Return only the number of lines in the records below where the string "parsley" shows up.

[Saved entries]
================================
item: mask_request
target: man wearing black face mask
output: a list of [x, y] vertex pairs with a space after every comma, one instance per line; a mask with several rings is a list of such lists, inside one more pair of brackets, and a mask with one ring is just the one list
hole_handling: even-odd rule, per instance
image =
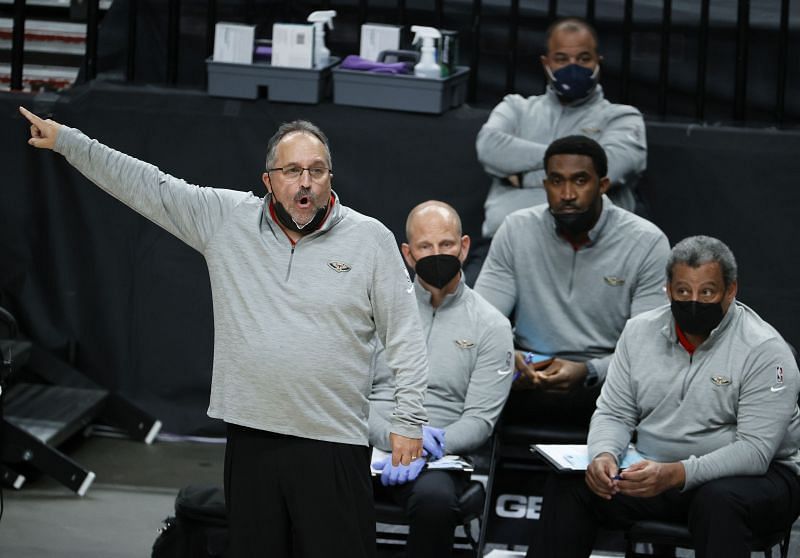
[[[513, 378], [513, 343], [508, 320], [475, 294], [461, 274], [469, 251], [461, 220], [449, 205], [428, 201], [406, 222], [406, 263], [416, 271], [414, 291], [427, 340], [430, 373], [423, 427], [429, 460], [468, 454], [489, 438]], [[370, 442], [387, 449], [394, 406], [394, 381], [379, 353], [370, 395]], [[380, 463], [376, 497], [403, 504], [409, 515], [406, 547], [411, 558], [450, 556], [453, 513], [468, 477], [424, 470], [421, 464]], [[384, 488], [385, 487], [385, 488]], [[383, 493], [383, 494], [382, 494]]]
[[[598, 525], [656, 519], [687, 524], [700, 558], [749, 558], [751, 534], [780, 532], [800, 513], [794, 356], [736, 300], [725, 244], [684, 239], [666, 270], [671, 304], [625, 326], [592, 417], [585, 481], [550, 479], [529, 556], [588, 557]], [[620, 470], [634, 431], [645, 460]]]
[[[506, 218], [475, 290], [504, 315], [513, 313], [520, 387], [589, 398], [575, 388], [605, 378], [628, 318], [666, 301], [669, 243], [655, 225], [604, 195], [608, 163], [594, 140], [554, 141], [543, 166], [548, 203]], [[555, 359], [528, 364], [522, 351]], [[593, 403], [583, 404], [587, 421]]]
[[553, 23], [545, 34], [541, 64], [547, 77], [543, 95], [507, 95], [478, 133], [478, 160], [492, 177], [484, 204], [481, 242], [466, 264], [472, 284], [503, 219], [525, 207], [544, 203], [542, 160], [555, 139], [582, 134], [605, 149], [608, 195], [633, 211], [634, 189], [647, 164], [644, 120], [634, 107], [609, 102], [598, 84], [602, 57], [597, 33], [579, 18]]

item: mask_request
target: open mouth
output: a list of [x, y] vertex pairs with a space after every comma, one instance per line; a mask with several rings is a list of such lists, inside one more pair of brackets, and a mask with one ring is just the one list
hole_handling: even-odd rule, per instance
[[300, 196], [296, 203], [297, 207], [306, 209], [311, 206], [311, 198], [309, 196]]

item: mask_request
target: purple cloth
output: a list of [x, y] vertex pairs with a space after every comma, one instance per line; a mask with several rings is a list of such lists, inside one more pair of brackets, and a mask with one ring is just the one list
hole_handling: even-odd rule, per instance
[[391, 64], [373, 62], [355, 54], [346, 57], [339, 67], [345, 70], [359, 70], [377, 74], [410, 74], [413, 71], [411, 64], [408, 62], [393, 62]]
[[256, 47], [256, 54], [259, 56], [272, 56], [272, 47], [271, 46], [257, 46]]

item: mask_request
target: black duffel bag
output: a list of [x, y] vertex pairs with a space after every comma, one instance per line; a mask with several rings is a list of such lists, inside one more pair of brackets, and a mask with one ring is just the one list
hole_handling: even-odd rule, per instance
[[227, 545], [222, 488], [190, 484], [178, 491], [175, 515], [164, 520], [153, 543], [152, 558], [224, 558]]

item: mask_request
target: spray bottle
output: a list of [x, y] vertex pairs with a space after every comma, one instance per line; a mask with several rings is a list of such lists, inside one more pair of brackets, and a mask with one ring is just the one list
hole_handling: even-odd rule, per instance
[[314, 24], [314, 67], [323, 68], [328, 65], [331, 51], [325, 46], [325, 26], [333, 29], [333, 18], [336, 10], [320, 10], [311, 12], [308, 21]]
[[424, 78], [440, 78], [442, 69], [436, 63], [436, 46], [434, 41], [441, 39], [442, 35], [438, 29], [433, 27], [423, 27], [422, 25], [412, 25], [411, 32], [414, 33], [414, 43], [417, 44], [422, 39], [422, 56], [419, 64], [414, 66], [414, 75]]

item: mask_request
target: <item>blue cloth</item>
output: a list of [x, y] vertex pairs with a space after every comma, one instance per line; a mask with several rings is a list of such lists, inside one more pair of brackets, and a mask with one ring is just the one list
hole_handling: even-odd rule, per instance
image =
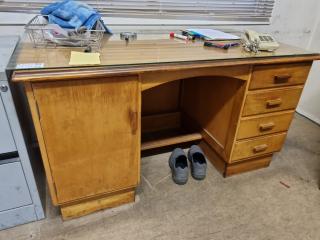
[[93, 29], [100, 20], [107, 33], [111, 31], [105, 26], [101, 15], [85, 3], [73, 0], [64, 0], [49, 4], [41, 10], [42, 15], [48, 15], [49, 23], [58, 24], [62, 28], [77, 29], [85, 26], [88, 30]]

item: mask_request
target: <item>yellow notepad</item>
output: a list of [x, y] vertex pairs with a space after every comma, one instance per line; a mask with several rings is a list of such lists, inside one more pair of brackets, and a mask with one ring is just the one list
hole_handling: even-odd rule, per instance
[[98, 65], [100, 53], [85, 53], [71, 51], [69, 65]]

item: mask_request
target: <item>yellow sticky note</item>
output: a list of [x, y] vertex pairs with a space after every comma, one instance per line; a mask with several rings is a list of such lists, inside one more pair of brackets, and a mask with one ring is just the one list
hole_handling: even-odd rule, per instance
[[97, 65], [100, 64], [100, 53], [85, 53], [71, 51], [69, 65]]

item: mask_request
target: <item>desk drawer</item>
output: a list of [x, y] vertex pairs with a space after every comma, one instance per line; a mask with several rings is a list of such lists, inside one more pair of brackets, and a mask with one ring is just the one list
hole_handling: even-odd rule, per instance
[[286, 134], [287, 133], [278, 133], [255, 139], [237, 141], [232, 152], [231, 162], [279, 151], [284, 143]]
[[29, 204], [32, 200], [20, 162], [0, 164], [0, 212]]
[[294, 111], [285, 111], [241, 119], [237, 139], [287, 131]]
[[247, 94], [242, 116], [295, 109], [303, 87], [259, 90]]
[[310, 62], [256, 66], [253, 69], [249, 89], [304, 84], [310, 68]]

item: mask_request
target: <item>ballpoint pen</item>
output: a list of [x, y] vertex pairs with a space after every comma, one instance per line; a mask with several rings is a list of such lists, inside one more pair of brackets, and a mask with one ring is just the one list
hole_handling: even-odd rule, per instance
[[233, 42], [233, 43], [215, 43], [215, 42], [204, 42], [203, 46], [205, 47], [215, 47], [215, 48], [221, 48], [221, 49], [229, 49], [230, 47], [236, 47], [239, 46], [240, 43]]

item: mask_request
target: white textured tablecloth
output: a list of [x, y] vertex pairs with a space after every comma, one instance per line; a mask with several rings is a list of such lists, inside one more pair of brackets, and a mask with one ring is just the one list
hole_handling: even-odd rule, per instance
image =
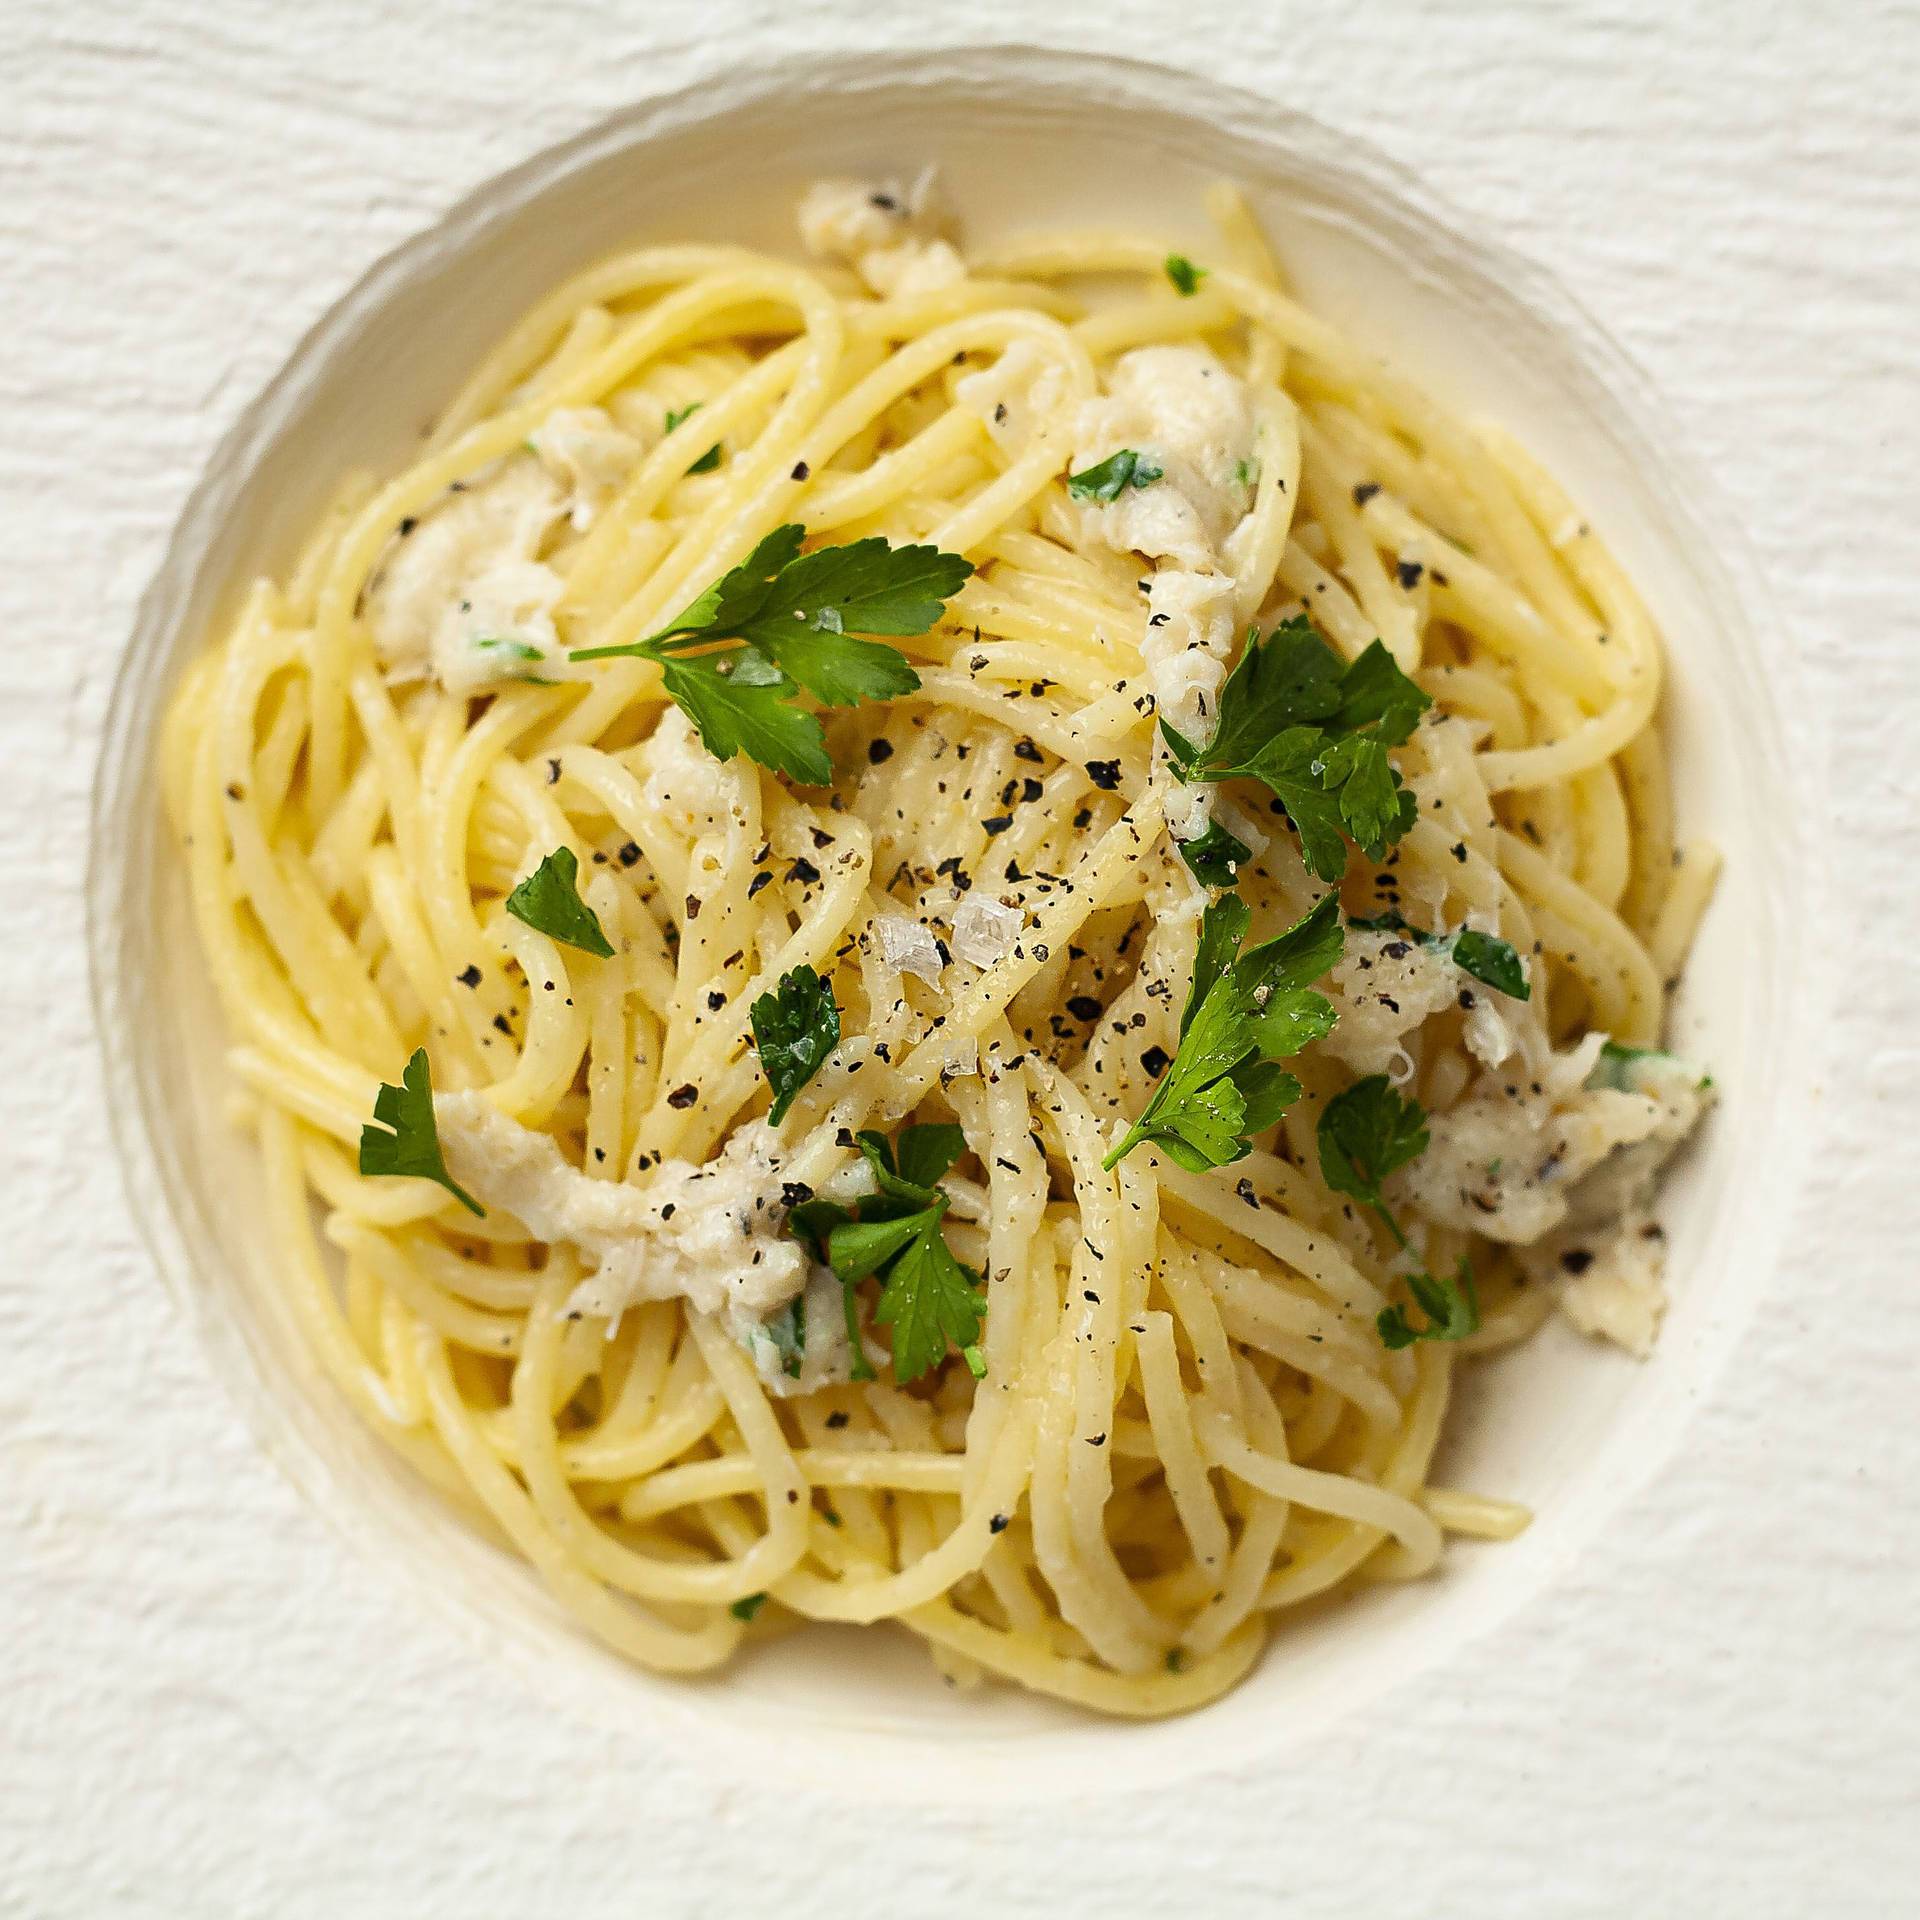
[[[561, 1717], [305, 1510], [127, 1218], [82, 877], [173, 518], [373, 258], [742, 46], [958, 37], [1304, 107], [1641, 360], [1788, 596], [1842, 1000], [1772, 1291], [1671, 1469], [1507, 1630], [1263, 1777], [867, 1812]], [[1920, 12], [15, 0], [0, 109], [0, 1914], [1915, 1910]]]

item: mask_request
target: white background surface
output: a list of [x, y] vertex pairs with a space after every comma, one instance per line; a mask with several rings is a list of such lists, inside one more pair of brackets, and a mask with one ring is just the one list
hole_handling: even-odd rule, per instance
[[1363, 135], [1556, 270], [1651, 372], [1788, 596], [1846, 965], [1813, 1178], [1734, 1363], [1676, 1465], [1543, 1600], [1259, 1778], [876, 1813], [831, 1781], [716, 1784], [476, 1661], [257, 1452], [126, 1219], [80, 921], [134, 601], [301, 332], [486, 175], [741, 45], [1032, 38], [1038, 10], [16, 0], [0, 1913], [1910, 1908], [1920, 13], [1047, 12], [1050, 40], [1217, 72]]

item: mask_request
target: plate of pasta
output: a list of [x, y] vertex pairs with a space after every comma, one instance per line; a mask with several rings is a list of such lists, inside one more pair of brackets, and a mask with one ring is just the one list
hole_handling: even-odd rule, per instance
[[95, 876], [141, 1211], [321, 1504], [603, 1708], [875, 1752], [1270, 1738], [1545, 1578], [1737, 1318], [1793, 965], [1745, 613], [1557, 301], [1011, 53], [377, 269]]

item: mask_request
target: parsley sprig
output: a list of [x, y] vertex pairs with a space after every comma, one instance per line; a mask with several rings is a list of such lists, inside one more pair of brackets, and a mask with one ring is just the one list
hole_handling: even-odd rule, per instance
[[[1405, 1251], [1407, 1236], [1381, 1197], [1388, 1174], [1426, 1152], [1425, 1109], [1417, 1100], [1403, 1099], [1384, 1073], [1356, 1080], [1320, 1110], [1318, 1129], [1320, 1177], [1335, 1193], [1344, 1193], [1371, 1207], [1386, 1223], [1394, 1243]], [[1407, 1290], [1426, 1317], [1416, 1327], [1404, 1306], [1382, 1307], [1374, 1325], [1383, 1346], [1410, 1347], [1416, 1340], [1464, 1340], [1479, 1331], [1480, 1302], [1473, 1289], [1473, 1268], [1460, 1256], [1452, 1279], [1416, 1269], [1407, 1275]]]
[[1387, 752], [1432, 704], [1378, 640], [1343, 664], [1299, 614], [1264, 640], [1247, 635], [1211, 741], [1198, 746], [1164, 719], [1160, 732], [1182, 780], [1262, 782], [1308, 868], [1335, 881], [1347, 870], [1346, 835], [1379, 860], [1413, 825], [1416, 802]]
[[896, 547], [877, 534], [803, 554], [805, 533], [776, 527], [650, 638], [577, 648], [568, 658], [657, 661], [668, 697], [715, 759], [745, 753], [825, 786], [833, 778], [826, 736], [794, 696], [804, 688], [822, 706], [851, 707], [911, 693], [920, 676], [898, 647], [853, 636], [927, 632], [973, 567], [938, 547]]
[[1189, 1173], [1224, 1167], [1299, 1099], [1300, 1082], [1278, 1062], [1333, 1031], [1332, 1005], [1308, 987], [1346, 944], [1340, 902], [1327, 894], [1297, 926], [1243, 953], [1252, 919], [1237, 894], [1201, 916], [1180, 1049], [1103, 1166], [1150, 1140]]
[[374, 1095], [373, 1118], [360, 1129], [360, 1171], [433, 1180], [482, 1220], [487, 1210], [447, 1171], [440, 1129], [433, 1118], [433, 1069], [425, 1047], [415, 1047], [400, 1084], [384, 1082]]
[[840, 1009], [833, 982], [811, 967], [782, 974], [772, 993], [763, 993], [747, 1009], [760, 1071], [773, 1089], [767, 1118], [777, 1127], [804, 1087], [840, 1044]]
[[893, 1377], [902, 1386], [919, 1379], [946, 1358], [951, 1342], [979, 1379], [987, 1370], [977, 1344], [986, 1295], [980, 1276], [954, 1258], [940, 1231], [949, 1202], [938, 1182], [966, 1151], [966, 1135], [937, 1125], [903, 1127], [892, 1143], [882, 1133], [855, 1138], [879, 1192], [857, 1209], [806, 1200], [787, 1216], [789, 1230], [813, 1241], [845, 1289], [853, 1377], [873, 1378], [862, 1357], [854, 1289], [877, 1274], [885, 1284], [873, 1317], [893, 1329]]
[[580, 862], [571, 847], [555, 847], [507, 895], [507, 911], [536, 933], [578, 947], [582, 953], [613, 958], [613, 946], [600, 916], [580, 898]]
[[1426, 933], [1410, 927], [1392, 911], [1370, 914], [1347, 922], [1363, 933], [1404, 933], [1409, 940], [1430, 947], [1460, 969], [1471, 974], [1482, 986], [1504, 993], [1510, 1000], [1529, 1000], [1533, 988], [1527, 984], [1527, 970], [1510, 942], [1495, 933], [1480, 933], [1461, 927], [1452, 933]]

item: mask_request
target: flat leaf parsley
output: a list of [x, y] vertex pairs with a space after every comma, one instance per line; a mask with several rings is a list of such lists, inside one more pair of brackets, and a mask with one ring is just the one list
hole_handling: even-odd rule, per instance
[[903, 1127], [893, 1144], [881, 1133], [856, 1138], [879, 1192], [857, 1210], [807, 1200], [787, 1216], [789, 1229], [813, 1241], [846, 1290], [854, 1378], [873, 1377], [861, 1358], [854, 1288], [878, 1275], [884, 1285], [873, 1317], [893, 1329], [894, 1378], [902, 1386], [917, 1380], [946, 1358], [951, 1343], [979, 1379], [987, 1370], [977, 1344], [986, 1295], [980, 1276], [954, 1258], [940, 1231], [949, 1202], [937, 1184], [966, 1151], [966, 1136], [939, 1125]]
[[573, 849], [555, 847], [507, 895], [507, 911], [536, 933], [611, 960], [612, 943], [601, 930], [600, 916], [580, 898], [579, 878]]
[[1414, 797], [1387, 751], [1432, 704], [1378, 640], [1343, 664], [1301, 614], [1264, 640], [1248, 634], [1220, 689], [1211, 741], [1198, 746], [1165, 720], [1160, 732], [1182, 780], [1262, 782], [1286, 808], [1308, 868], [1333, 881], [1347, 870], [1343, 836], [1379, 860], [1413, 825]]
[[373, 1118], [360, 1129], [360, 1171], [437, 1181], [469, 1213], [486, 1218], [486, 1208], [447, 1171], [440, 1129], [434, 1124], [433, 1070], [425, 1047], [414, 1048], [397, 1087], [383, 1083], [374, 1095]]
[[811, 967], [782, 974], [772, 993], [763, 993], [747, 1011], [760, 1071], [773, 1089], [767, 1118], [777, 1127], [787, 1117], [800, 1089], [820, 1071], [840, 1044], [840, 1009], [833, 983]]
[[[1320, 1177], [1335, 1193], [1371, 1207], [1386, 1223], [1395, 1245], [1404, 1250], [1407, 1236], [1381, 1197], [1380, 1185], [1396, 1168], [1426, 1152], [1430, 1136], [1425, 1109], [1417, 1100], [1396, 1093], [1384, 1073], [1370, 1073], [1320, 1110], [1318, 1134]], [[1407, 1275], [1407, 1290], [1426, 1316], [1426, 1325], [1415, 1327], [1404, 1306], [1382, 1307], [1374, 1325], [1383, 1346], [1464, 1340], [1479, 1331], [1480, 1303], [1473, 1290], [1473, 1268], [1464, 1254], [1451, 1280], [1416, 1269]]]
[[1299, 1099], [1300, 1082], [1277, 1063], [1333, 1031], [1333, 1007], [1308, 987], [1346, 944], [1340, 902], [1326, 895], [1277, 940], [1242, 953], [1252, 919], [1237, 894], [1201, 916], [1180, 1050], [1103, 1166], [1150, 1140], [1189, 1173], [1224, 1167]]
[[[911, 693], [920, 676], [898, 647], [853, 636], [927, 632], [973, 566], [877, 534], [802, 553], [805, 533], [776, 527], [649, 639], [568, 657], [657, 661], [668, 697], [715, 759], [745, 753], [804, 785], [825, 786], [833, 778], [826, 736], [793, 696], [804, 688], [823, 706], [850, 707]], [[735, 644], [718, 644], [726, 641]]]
================================
_Answer to this task_
2